What you will do
Where the word "belt" appears in a line of the entries below, count that line and give the total alone.

**** Material for this task

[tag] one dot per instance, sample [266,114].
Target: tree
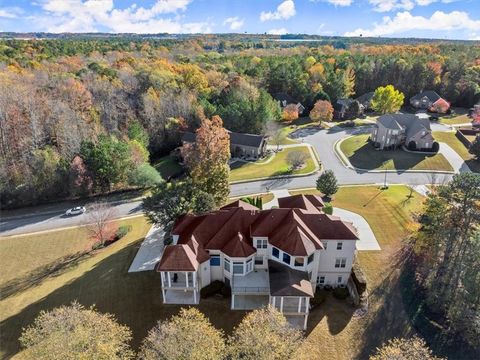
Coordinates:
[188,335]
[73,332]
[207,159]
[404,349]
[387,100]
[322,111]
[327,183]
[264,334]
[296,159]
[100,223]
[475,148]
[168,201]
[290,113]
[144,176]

********
**** Material for this task

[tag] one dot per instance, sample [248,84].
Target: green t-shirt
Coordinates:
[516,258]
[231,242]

********
**** Material for this task

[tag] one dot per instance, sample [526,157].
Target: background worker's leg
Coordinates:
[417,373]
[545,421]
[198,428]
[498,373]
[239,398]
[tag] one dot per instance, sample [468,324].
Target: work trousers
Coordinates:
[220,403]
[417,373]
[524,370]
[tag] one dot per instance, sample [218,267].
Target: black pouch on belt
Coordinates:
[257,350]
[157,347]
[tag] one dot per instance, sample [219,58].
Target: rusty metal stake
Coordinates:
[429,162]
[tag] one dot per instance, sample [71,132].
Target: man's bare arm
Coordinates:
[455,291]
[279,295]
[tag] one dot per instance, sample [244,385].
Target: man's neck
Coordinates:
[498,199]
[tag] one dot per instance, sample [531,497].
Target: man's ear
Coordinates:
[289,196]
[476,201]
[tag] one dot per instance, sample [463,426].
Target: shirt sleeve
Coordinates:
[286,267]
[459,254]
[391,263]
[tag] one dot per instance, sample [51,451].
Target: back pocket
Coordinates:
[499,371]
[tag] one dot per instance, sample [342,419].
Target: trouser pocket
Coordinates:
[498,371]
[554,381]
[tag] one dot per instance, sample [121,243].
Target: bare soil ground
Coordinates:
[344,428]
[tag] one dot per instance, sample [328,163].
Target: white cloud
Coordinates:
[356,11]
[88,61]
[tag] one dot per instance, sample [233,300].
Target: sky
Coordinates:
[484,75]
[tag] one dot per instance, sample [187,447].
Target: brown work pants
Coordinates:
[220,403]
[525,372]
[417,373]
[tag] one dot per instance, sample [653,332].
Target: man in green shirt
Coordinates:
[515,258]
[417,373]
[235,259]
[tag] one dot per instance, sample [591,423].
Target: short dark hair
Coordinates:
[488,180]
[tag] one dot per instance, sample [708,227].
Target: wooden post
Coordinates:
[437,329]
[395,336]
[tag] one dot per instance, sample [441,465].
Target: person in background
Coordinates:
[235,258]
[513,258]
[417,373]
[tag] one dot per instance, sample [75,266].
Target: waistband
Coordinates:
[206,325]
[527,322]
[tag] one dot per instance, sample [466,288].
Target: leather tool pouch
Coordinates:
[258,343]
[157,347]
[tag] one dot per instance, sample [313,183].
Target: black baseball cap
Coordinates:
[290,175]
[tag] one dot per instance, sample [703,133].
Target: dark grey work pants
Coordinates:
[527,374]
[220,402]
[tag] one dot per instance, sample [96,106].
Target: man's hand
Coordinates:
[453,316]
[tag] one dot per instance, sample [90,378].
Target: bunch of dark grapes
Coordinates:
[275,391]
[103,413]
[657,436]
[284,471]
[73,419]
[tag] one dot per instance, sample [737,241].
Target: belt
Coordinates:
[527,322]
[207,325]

********

Answer to this problem
2